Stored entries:
_ _ _ _ _

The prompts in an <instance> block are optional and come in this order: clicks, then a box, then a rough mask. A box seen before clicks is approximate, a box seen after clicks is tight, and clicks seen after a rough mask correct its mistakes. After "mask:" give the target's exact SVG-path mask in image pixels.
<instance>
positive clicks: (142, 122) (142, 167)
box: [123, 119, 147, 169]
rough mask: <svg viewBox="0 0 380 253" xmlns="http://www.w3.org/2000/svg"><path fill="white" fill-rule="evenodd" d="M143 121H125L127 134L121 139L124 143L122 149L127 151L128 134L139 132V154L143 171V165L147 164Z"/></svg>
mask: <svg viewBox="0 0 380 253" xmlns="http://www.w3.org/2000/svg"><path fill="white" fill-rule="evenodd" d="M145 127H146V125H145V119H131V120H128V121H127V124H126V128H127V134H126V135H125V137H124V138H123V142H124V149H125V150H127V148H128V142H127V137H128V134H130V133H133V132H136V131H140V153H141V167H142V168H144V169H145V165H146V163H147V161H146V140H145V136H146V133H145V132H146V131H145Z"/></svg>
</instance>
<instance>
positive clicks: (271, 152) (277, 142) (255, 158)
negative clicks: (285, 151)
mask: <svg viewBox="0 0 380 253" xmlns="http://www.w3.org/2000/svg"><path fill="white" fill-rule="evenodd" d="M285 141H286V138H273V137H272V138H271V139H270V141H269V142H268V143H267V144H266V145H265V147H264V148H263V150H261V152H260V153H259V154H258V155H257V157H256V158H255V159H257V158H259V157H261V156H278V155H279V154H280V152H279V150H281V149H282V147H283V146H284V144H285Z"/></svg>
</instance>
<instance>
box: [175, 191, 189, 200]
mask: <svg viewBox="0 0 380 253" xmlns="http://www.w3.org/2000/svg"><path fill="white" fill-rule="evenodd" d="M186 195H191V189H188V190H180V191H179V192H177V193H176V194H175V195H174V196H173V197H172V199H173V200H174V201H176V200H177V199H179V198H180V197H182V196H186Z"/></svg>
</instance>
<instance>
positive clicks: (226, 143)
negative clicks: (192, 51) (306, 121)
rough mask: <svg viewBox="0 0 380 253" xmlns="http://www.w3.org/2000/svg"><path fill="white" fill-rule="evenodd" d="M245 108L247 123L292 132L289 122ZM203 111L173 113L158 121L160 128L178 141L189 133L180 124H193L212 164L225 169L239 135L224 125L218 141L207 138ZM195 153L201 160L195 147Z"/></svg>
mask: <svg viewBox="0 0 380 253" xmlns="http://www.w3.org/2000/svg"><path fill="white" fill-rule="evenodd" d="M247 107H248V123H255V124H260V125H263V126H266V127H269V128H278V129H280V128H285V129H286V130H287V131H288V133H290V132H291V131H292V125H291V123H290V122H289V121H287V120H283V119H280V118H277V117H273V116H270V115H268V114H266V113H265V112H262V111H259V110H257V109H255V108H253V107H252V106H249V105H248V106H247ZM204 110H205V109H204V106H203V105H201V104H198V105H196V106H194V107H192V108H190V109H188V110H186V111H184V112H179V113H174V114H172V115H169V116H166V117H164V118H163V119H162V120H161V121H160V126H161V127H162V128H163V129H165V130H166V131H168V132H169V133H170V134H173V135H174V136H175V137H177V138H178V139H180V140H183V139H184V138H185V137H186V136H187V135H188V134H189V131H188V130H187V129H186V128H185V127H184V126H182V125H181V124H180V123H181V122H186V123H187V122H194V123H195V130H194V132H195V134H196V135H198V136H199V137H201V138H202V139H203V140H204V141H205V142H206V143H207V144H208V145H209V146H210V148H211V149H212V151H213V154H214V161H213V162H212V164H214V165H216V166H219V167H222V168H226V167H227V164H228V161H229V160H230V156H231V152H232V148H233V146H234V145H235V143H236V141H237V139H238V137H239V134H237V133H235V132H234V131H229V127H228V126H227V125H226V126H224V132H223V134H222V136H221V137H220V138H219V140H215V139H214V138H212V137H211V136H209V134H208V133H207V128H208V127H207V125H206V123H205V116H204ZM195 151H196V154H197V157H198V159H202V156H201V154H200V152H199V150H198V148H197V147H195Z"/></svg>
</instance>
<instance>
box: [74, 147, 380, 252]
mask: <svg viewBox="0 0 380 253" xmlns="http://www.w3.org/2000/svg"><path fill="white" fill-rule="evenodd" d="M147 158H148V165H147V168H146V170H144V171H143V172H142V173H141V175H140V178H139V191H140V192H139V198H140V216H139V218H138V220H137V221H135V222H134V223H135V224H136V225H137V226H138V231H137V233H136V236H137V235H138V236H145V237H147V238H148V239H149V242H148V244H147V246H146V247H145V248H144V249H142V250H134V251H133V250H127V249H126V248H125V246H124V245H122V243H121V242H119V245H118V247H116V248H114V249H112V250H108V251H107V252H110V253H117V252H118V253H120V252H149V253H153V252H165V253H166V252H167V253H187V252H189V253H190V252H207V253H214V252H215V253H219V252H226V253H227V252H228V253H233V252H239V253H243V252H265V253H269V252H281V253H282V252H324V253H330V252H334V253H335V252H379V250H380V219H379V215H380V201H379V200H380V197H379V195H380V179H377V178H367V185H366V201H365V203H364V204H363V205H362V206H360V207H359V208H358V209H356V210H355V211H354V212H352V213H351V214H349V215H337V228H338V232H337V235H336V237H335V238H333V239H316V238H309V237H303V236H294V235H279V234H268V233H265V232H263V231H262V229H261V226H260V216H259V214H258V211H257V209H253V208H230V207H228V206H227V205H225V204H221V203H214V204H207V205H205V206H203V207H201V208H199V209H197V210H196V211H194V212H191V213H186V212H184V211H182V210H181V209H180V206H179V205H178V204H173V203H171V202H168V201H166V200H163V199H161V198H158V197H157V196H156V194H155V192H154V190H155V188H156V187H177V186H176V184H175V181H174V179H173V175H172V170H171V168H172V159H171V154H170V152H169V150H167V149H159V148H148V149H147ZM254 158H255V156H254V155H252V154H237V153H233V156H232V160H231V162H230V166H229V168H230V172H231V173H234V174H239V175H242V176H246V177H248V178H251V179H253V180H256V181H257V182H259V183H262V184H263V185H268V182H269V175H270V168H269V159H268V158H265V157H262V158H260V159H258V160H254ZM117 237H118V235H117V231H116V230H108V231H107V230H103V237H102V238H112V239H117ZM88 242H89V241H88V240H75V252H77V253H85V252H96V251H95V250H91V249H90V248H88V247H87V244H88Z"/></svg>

_ _ _ _ _

Reprint the data above from the opening line to the line holding "positive clicks: (226, 143)", inclusive, and nothing else.

The prompts in an <instance> block are optional and come in this order: clicks, then a box, then a rough mask. A box seen before clicks is approximate, a box seen after clicks is tight, and clicks seen after a rough mask correct its mistakes. After "mask:" give the target's exact SVG-path mask in image pixels.
<instance>
positive clicks: (142, 122) (142, 167)
box: [123, 119, 147, 169]
rough mask: <svg viewBox="0 0 380 253" xmlns="http://www.w3.org/2000/svg"><path fill="white" fill-rule="evenodd" d="M143 121H125L127 134L121 139L124 143L122 149L127 151L128 134L139 132V154L143 171V165L147 164Z"/></svg>
mask: <svg viewBox="0 0 380 253" xmlns="http://www.w3.org/2000/svg"><path fill="white" fill-rule="evenodd" d="M145 127H146V125H145V119H131V120H128V121H127V124H126V128H127V134H126V135H125V137H124V138H123V142H124V149H125V150H127V148H128V142H127V137H128V134H130V133H133V132H136V131H140V153H141V167H142V168H144V169H145V165H146V163H147V161H146V140H145V136H146V133H145V132H146V131H145Z"/></svg>
</instance>
<instance>
positive clicks: (271, 152) (277, 142) (255, 158)
negative clicks: (285, 151)
mask: <svg viewBox="0 0 380 253" xmlns="http://www.w3.org/2000/svg"><path fill="white" fill-rule="evenodd" d="M285 141H286V138H273V137H272V138H271V139H270V141H269V142H268V143H267V144H266V145H265V147H264V148H263V150H261V152H260V153H259V154H258V155H257V157H256V158H255V159H257V158H259V157H261V156H278V155H279V154H280V152H279V150H281V149H282V147H283V146H284V144H285Z"/></svg>
</instance>
<instance>
box: [175, 191, 189, 200]
mask: <svg viewBox="0 0 380 253" xmlns="http://www.w3.org/2000/svg"><path fill="white" fill-rule="evenodd" d="M186 195H191V189H188V190H180V191H179V192H177V193H176V194H175V195H174V196H173V197H172V199H173V200H174V201H176V200H177V199H179V198H180V197H182V196H186Z"/></svg>
</instance>
<instance>
positive clicks: (226, 143)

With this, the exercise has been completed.